Copy exactly the lines from the "of the fruit" line to the end, both included, and nothing else.

Records from a data source:
* Begin *
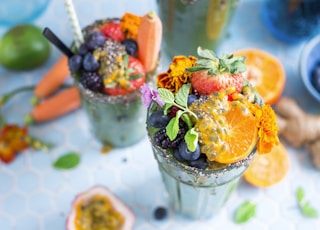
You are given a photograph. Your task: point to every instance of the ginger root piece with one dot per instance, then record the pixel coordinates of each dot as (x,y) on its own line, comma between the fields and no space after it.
(314,149)
(299,128)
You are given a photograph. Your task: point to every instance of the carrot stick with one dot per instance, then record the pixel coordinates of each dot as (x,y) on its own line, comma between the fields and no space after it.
(54,107)
(51,80)
(149,40)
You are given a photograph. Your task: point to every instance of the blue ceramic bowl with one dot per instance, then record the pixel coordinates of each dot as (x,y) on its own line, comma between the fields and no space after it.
(13,12)
(308,60)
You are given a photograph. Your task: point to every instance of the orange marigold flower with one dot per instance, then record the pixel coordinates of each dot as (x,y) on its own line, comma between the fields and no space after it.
(129,24)
(176,75)
(12,141)
(267,125)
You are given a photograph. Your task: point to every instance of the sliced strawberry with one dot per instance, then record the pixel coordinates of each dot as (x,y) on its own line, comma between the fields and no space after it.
(112,30)
(202,83)
(134,84)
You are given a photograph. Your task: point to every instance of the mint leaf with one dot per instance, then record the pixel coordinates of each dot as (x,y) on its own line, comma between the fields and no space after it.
(304,206)
(67,161)
(308,211)
(300,194)
(205,53)
(245,212)
(167,106)
(181,97)
(191,139)
(166,95)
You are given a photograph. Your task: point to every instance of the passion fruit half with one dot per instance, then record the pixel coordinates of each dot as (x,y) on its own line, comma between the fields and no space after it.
(99,208)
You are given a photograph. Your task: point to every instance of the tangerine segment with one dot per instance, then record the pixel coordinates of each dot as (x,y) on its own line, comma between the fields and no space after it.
(265,72)
(242,136)
(268,169)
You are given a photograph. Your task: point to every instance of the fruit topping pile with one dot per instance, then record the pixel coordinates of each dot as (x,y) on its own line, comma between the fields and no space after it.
(112,58)
(204,112)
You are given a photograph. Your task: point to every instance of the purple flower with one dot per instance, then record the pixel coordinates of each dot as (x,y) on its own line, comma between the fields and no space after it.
(149,94)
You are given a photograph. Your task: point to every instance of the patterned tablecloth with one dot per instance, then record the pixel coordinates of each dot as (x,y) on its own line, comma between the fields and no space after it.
(34,195)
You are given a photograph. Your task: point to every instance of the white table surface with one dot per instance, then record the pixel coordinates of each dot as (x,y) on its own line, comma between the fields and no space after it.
(34,195)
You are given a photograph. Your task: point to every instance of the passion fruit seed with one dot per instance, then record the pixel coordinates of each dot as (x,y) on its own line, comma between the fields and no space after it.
(98,213)
(211,126)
* End *
**Response**
You are given a photograph. Your task: point to every instance of the fruit topping pile with one dot per instance, then record the pixel coordinates of each dot as (x,y) on its own line, comma between the fields and no space after it.
(112,58)
(204,112)
You are given a photograph. Your task: point to every instance of the purple flower with one dot per instance, then record the pixel coordinates of each dot as (x,y) on its own line, comma between the fields and no space after it.
(149,94)
You are given a photograph. Your task: point to every instance of the patterned tablecloth with one dot per instance, then record the pixel coordinates of each dot as (x,y) on its own line, comma between the fields and no space after it.
(34,195)
You are given a photograph. Your task: point to every instance of the white table surface with one dot per instance, then record the pixel coordinates of each dot as (x,y) on its own line, comma between the fields and no space after it.
(34,195)
You are given a photograph. Your task: point to every instance of the passion fruit seed with one dot per instance, then record the pixel coordinates of each dot as (x,y) on its own line, comma between the fields and no space after it.
(98,213)
(211,126)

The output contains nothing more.